▶ **Textauszug**
━━━━━━━━━━━━━━━━
Wiesbaden, Konzert: „Orchestre Philharmonique du Luxembourg“

Das Konzert am 2. Juli 2023 im Kurhaus Wiesbaden war ein musikalischer Höhepunkt, der anders gesetzt wurde, als mancher Konzertbesucher es vielleicht gedacht haben mag. Unter der Leitung von Gustavo Gimeno präsentierte das Orchestre Philharmonique du Luxembourg gemeinsam mit der Pianistin Yuja Wang ein Programm, das sowohl technische Brillanz als auch emotionale Tiefe bot.

(c) Ansgar Klostermann

Das Konzert eröffnete mit Sergei Rachmaninows „Rhapsodie über ein Thema von Paganini, Op. 43“. Rachmaninow schuf mit diesem Werk eine musikalische Verbindung zwischen der schaurigen Legende von Niccolò Paganini, der angeblich seine Seele dem Teufel verkaufte, und dem „Dies Irae“, eine alte Melodie aus der lateinischen Totenmesse. Das Ergebnis ist eine faszinierende Komposition, die sowohl klangliche Pracht als auch pianistische Virtuosität vereint.

Yuja Wang präsentierte sich als „Marke“, wie ihre Fans sie schätzen. Halsbrecherische Highheels und ein weit ausgeschnittenes Kleid, welches ihr rechtes Bein komplett bis zum Ansatz des Oberschenkels entblößte. Freunde der Anatomie kamen sicherlich auf ihre Kosten. Dennoch wirkt diese physische Zurschaustellung befremdlich und überflüssig. Wang hat diese visuelle „Offensive“ gar nicht notwendig, denn sie ist eine pianistische Virtuosin, der lediglich die emotionale Tiefe Mühe bereitet. So brillierte Wang in dieser schwierigen und anspruchsvollen Komposition mit ihrem technisch außergewöhnlichen Klavierspiel. Mit beeindruckender Fingerfertigkeit und Präzision meisterte sie die schwierigsten Passagen mit Leichtigkeit. Von zarten, lyrischen Momenten bis hin zu kraftvollen, energiegeladenen Ausbrüchen beherrschte sie die gesamte dynamische Bandbreite der Komposition. Darüber hinaus beeindruckte ihre körperliche Ausdauer, die es ihr ermöglichte, die musikalischen Anforderungen dieses anspruchsvollen Komposition Werks völlig souverän zu bewältigen. Leider war die emotionale Ausdruckskraft allzu sehr in den Hintergrund gestellt, die Gefühlstiefe fehlte. Das Publikum empfand ihren Vortrag ähnlich. Wang erhielt zwar begeisternden Zuspruch, aber keine Ovationen. So gab es denn auch keine Zugabe.
━━━━━━━━━━━━━━━━
▶ **Gestellte Aufgabe 1**
Bring die nachfolgenden Zeilen, beginnend bei der Zeile mit „the blurred tree“ und endend bei der Zeile mit „276 145 365 286“, in die Form einer zweispaltigen CSV mit den Spalten „Eingabe“ und „Ausgabe“. Jeder Eingabetext bekommt eine CSV-Zeile mit seinem zugehörigen Ergebnis, jedes Feld steht in Anführungszeichen, und Zeilenumbrüche werden durch Leerzeichen ersetzt.

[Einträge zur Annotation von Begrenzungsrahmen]
━━━━━━━━━━━━━━━━
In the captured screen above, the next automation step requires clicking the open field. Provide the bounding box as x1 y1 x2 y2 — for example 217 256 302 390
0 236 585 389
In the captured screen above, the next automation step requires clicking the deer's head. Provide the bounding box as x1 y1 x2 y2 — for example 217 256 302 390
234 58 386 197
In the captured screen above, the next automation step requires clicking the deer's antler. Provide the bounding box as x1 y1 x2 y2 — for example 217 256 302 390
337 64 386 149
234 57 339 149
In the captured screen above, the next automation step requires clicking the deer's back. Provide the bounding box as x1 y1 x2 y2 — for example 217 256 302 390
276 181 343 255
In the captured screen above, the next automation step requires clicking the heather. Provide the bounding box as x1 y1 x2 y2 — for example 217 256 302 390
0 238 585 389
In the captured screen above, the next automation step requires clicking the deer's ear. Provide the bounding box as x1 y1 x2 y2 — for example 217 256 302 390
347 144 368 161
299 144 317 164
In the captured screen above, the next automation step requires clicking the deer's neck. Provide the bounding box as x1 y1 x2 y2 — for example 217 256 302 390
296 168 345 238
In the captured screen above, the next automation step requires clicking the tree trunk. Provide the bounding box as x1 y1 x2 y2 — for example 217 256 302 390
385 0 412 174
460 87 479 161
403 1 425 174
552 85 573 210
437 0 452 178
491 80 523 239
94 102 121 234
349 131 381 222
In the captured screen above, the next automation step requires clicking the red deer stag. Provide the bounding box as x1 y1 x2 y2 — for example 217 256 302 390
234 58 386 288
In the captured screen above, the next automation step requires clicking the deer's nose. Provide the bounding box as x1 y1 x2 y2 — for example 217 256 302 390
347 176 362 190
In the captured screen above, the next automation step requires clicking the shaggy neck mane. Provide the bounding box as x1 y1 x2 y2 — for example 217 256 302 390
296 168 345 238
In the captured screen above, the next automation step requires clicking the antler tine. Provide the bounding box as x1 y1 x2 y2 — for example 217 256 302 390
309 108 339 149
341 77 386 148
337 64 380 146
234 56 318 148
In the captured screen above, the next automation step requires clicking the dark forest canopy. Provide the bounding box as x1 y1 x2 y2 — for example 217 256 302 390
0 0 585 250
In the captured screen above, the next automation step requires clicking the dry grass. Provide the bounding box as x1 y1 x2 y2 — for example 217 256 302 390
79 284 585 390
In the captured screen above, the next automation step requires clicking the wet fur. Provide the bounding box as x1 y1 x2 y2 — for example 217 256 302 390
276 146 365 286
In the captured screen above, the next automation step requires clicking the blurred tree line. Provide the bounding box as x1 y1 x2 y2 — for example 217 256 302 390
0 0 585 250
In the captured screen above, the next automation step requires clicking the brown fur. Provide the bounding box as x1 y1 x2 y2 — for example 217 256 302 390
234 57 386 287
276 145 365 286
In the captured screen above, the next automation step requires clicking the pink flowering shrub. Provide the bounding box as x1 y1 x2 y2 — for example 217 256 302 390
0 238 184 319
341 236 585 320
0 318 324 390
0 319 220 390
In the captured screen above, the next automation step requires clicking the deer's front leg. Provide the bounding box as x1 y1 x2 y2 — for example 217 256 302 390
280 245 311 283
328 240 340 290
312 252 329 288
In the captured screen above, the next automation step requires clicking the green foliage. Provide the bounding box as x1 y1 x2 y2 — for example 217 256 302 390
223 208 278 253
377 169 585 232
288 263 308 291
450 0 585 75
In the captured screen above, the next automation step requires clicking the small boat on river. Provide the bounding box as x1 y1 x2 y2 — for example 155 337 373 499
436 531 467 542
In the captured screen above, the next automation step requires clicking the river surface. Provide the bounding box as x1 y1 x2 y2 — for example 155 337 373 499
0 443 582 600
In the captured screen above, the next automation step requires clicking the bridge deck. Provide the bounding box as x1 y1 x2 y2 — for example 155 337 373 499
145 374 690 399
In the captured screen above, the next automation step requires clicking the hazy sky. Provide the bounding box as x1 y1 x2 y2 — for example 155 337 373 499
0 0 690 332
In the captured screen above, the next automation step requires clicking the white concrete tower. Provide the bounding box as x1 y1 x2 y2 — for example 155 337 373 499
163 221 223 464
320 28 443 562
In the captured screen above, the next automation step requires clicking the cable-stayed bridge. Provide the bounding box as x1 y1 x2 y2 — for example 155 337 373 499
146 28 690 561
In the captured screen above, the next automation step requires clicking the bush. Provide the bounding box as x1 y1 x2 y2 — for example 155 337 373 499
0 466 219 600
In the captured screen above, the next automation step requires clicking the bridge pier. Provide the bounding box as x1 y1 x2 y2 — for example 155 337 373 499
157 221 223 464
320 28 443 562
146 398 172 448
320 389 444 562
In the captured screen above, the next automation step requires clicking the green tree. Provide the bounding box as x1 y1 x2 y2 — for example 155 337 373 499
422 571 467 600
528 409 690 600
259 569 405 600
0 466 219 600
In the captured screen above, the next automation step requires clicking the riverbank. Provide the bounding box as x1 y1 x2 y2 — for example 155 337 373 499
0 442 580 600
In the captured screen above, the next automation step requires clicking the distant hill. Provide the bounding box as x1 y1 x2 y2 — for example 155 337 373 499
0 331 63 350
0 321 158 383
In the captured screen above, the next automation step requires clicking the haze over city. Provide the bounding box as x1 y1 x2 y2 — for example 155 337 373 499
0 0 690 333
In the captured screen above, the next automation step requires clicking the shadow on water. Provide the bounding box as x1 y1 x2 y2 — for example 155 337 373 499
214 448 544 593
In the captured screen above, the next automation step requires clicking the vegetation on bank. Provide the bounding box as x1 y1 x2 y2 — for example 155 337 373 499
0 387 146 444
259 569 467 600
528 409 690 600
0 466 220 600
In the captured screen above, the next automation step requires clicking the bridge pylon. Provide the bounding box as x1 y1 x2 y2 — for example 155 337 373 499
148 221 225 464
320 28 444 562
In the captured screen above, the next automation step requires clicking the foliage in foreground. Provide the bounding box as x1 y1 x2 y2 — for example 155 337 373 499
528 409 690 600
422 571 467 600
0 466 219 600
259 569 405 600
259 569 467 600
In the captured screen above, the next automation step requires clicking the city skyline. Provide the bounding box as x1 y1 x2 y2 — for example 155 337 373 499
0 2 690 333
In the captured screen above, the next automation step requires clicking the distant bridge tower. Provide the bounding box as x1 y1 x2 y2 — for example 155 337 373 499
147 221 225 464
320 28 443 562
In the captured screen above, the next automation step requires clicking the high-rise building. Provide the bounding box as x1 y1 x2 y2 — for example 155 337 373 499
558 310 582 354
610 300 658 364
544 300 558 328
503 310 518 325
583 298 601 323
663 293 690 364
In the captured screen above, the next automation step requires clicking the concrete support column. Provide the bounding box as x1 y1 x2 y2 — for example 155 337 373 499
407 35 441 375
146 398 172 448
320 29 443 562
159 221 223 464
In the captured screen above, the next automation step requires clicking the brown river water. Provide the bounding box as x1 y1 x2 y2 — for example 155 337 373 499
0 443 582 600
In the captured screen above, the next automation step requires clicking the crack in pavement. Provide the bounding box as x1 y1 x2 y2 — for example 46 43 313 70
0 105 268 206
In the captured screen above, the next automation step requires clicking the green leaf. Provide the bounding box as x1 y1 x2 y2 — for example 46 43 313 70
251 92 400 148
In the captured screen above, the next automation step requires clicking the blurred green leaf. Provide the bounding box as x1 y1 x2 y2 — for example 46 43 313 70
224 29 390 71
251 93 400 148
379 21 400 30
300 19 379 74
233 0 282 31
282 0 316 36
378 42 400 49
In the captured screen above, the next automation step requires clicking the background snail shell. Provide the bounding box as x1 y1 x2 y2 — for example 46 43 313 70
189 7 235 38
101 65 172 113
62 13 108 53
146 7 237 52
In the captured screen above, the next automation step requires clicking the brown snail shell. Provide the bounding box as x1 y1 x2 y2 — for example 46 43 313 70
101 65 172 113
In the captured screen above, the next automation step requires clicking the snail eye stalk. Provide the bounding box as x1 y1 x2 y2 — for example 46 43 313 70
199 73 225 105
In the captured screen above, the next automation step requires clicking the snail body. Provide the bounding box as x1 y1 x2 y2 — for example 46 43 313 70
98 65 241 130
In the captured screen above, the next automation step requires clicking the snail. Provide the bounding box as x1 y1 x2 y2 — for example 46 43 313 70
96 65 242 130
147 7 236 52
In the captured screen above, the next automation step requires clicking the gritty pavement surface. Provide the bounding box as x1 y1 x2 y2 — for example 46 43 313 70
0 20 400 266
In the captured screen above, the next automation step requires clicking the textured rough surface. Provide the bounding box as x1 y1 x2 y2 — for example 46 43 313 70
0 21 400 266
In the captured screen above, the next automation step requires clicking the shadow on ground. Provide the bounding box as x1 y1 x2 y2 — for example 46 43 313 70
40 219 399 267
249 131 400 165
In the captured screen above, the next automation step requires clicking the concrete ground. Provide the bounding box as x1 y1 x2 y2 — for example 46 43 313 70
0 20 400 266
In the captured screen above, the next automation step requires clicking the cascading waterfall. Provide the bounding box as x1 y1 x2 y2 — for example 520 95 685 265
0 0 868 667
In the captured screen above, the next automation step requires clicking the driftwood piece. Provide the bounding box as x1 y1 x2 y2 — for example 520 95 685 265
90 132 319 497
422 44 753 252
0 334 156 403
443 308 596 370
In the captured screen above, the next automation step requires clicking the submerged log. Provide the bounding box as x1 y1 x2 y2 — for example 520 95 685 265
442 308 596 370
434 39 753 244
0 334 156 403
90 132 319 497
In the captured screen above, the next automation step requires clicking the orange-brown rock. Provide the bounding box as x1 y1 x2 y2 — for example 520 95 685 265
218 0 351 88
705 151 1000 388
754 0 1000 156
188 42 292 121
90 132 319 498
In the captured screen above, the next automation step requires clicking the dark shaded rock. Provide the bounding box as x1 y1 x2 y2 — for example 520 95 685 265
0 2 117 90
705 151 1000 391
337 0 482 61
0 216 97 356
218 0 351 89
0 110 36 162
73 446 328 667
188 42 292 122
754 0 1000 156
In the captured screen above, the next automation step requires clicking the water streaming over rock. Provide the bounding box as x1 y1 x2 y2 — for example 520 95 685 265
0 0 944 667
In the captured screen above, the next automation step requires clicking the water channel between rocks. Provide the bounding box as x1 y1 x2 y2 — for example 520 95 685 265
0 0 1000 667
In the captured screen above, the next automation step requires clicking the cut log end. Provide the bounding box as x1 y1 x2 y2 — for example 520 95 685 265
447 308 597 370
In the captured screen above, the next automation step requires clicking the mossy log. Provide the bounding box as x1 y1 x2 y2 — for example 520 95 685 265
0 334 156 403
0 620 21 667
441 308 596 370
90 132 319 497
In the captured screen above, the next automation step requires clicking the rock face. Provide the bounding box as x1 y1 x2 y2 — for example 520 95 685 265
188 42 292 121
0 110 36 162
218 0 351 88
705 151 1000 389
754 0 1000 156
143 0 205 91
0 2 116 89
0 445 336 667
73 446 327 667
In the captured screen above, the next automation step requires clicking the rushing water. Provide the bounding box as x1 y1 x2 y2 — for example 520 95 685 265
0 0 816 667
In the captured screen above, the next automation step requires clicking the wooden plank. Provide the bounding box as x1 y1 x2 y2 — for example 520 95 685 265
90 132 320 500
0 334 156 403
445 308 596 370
━━━━━━━━━━━━━━━━
▶ **Gestellte Aufgabe 2**
Entnimm der Konzertkritik wortgetreu den Abschnitt, der mit „(c) Ansgar Klostermann“ beginnt und mit „pianistische Virtuosität vereint.“ endet.

▶ **Richtiges Ergebnis 1**
Eingabe,Ausgabe
"In the captured screen above, the next automation step requires clicking the blurred tree line. Provide the bounding box as x1 y1 x2 y2 — for example 217 256 302 390","0 0 585 250"
"In the captured screen above, the next automation step requires clicking the brown fur. Provide the bounding box as x1 y1 x2 y2 — for example 217 256 302 390","234 57 386 287 276 145 365 286"

▶ **Richtiges Ergebnis 2**
(c) Ansgar Klostermann

Das Konzert eröffnete mit Sergei Rachmaninows „Rhapsodie über ein Thema von Paganini, Op. 43“. Rachmaninow schuf mit diesem Werk eine musikalische Verbindung zwischen der schaurigen Legende von Niccolò Paganini, der angeblich seine Seele dem Teufel verkaufte, und dem „Dies Irae“, eine alte Melodie aus der lateinischen Totenmesse. Das Ergebnis ist eine faszinierende Komposition, die sowohl klangliche Pracht als auch pianistische Virtuosität vereint.